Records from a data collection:
--- START ---

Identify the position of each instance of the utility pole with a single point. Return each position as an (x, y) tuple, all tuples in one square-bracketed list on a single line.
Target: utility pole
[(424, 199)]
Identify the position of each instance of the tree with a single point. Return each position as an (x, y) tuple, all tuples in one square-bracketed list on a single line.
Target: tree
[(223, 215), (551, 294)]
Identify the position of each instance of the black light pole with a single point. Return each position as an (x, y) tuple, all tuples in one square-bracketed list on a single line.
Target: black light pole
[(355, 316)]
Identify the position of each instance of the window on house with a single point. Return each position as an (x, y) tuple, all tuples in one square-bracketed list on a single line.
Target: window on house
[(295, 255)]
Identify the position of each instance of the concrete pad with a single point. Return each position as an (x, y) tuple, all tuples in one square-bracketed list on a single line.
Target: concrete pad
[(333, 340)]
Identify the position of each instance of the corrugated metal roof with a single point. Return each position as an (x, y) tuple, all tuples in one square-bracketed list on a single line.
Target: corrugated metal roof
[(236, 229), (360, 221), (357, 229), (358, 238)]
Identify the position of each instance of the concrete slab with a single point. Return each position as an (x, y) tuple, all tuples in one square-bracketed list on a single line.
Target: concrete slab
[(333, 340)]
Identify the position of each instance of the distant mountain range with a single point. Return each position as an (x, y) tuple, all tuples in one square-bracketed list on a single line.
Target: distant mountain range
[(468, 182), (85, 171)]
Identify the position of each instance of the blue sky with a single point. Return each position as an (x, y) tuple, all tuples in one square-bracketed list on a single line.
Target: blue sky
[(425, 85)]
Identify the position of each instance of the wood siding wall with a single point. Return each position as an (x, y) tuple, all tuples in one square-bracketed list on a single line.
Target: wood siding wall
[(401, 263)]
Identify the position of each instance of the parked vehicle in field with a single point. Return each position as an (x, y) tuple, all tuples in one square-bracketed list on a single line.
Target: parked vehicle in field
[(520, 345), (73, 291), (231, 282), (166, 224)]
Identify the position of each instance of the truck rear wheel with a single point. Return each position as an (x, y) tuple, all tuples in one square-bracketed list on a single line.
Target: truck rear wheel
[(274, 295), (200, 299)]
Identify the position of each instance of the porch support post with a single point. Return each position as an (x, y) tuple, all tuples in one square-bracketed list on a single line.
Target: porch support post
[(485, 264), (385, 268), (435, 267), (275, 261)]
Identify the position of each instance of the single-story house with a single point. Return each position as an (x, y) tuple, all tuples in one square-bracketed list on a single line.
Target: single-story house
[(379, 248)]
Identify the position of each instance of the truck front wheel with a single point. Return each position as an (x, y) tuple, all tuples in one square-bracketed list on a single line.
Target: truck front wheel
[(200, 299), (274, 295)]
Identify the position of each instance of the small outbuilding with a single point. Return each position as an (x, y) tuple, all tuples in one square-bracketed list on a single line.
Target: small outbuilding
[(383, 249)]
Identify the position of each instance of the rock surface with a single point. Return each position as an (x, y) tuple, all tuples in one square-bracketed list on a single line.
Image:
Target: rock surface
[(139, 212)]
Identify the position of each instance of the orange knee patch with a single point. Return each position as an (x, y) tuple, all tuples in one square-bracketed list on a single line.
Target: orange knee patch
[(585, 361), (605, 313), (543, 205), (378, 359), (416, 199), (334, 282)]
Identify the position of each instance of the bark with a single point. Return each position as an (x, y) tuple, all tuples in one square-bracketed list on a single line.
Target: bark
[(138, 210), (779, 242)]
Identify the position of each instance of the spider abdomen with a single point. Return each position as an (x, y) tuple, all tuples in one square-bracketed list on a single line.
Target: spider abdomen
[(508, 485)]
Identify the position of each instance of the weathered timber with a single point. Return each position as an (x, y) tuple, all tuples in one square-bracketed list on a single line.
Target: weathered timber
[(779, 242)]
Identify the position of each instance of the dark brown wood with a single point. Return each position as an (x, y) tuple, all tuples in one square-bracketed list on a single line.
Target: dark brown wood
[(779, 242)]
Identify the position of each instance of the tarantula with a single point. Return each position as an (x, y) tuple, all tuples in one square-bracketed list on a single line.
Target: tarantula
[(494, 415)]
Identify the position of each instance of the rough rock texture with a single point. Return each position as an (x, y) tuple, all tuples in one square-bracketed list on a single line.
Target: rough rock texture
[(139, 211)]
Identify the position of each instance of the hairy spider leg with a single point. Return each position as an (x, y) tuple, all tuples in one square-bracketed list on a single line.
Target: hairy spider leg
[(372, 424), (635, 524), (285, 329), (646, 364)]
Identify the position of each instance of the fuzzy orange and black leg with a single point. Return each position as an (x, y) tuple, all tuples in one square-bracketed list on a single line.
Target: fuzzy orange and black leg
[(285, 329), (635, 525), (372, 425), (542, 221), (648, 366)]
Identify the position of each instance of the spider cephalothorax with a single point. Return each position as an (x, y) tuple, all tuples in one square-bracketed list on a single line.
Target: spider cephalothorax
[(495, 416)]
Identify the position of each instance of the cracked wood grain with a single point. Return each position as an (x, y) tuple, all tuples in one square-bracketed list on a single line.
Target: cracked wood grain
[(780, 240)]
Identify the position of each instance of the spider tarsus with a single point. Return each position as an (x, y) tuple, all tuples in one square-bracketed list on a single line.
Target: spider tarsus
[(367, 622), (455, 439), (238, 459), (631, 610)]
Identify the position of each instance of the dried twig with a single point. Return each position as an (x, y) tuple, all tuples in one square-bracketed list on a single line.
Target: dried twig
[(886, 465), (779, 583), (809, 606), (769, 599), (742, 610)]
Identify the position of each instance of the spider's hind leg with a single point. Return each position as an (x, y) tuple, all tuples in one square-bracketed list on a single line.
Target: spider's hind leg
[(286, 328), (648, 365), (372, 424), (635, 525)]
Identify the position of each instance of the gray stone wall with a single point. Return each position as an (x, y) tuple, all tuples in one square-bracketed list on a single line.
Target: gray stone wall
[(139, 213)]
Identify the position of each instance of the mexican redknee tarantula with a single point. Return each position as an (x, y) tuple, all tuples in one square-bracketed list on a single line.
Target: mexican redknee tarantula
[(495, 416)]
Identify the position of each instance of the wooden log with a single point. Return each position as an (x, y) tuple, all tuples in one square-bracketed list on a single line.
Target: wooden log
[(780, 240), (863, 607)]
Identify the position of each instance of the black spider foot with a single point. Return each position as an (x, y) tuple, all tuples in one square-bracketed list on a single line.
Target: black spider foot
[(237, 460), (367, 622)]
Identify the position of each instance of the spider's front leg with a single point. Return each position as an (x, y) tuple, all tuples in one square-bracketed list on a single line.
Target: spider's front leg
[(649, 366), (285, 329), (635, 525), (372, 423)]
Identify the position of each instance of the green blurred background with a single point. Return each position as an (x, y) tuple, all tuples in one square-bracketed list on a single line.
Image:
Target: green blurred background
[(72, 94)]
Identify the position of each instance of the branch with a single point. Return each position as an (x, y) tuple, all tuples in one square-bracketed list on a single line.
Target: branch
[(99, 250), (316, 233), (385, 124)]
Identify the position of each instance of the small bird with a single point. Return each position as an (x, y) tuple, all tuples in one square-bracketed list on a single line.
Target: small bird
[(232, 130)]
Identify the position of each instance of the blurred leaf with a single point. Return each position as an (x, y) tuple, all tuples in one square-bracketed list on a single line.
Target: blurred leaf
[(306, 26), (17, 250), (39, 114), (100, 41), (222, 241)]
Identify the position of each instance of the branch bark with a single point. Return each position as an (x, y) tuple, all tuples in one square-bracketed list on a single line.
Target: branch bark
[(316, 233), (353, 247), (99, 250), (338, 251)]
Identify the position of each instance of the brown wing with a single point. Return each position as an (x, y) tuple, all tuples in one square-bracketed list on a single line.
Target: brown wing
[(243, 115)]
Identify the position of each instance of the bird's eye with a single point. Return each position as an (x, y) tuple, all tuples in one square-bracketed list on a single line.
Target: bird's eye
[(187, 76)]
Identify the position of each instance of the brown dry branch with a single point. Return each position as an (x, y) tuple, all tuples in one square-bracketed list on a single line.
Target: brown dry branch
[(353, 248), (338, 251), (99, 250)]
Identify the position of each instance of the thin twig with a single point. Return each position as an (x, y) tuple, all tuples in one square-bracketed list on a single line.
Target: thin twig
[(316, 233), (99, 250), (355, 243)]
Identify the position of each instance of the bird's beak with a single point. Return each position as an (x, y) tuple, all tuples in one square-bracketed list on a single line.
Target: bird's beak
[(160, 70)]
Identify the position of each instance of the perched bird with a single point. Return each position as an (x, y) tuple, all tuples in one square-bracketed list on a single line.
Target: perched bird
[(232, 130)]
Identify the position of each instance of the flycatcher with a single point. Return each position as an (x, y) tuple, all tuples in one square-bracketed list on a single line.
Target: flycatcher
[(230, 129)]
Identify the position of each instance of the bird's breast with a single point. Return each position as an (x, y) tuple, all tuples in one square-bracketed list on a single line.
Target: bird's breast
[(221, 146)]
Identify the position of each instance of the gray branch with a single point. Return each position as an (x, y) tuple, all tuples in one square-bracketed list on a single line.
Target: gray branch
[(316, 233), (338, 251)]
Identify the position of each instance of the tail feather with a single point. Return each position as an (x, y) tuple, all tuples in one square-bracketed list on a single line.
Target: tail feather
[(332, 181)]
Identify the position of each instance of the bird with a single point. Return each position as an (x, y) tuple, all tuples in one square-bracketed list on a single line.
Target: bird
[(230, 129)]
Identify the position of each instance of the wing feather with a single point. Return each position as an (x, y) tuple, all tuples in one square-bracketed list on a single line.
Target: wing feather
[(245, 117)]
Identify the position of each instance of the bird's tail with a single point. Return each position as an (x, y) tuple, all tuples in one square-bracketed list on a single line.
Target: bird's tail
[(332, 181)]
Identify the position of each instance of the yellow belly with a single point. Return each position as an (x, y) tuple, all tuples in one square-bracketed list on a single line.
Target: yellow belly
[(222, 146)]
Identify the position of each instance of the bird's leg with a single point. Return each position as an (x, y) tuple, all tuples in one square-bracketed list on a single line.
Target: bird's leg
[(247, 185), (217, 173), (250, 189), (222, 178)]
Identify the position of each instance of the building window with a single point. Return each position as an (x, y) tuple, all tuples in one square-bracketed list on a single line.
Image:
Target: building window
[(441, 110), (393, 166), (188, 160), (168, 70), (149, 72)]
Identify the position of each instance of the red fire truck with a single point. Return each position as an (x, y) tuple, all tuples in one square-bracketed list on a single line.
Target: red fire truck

--- END ---

- _Problem to work on_
Check every line of the entries above, and copy those that carry the string "fire".

- _Result for this task_
Identify the position of each instance of the red fire truck with a single point. Return each position as an (x, y) tuple, all tuples in one square-bracketed list on a single line.
Target: red fire truck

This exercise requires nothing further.